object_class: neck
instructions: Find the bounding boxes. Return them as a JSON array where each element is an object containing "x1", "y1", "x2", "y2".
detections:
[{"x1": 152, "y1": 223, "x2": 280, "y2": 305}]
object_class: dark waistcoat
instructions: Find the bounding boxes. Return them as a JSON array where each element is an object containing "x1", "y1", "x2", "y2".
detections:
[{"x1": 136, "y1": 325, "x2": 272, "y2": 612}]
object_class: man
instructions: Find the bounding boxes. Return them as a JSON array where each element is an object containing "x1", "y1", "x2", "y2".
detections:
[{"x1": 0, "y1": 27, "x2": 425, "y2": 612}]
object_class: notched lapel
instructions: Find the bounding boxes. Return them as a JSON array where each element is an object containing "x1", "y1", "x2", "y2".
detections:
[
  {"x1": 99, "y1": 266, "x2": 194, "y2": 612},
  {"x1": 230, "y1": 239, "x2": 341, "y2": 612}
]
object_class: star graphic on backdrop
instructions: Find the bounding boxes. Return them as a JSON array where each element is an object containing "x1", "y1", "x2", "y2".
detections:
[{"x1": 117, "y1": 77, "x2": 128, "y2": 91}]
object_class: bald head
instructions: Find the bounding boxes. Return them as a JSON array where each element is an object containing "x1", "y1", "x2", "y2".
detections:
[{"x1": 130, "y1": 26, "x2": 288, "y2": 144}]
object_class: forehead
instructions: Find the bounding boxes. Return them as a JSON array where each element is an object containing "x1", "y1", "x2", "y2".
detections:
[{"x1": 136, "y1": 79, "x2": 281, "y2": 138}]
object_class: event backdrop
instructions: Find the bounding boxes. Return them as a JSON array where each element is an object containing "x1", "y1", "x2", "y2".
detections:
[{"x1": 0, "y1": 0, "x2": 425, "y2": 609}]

########

Aim of the task
Edit the lines starting at the one that contains "object_class: forehead" and ending at the last line, so that "event backdrop" becomes "stage curtain". Keep everything else the same.

Expected answer
object_class: forehead
instructions: Find the bounding boxes. Return them as a JSON array where each element is an object containing "x1", "y1", "x2", "y2".
detections:
[{"x1": 136, "y1": 79, "x2": 281, "y2": 138}]
object_class: stage curtain
instructions: Find the bounding boxes. Return them as a JSON array where each element is an object containing "x1", "y1", "x2", "y2".
detections:
[{"x1": 0, "y1": 0, "x2": 425, "y2": 609}]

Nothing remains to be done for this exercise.